===== Dataset rows =====

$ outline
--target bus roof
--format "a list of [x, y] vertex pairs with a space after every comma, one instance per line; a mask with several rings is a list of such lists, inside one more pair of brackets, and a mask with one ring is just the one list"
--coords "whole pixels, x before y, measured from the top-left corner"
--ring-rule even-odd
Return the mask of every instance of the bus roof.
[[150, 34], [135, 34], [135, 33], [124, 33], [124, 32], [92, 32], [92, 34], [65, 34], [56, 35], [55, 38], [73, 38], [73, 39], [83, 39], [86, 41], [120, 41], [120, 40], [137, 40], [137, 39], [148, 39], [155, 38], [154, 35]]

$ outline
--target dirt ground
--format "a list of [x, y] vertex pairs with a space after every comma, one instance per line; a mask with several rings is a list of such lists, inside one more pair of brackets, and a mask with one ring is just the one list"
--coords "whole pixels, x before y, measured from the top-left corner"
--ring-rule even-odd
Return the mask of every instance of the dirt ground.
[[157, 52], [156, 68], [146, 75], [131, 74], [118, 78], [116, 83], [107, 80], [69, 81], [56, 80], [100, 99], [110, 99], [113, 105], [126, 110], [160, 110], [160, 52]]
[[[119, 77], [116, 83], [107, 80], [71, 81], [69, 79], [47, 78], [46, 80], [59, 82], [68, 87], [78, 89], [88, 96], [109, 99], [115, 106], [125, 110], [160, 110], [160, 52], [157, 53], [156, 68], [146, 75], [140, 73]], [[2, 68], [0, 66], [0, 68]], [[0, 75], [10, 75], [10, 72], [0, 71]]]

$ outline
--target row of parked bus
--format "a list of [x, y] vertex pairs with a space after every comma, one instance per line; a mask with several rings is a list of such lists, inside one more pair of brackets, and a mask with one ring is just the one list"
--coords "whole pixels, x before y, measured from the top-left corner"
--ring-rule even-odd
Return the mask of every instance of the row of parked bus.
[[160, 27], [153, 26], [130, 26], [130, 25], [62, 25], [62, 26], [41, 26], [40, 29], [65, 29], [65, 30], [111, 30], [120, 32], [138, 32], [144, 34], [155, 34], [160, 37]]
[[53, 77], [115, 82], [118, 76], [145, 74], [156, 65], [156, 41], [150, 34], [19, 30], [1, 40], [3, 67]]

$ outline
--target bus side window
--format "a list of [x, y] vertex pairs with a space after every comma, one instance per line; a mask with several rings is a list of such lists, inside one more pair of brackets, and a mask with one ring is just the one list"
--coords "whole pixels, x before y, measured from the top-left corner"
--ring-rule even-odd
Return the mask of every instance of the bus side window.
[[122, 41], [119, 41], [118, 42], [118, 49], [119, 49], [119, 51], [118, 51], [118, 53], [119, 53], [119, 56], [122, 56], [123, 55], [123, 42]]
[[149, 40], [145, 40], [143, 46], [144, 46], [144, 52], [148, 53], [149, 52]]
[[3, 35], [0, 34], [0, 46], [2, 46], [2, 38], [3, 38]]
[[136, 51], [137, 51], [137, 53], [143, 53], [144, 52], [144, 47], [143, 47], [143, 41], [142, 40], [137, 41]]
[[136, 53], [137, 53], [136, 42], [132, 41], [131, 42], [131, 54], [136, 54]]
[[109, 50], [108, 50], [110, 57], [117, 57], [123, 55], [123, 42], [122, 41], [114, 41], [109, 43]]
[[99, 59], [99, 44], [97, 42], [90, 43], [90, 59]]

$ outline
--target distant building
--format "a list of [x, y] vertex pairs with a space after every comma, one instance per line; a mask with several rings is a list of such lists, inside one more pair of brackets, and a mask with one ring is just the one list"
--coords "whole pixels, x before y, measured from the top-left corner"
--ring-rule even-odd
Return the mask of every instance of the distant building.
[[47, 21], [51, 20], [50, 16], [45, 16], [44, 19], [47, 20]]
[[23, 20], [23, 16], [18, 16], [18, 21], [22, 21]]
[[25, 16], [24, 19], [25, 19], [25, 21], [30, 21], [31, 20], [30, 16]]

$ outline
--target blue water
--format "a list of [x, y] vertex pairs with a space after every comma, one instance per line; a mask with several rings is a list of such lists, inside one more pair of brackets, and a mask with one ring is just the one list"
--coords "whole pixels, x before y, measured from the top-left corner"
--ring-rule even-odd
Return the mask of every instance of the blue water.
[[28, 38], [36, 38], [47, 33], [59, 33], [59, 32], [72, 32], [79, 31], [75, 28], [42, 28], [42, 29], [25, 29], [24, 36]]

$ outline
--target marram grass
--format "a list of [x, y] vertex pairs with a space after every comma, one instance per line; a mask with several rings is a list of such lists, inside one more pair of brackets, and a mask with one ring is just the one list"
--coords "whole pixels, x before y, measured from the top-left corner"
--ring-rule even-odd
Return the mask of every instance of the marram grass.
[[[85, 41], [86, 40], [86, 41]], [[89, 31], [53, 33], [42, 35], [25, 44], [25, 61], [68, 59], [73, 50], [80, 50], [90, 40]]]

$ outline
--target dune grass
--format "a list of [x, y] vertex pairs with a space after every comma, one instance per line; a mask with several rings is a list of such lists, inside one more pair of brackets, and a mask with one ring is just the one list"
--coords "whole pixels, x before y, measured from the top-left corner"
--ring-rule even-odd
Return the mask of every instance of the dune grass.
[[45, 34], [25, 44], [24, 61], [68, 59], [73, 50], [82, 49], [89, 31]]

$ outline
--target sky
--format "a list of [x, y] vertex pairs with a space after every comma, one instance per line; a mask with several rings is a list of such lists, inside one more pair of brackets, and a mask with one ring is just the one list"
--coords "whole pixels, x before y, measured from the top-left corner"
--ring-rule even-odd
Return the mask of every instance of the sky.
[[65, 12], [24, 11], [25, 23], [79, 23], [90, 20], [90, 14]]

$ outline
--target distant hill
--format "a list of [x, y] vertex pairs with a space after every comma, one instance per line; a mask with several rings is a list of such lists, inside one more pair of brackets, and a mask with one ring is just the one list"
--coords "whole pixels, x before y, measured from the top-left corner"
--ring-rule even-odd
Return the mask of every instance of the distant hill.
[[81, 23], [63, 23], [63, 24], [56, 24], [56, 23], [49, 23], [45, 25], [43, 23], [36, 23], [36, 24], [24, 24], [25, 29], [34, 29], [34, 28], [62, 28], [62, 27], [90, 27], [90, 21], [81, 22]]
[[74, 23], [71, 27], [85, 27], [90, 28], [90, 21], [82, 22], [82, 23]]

=====

Quote the material word for word, from its very first line through the line containing "38], [154, 35]]", including both of those lines.

The output:
$ outline
--target bus roof
--format "a list of [x, y] vertex pairs with a space after every comma, one instance per line; a mask with several rings is a list of such lists, inside one more pair of brackets, and a mask with one ring is just the one list"
--coords "whole pixels, x before y, measured from the top-left corner"
--ring-rule even-odd
Return the mask of every instance of the bus roof.
[[150, 34], [135, 34], [135, 33], [124, 33], [124, 32], [92, 32], [92, 34], [65, 34], [56, 35], [55, 38], [73, 38], [73, 39], [83, 39], [86, 41], [120, 41], [120, 40], [137, 40], [137, 39], [148, 39], [155, 38], [154, 35]]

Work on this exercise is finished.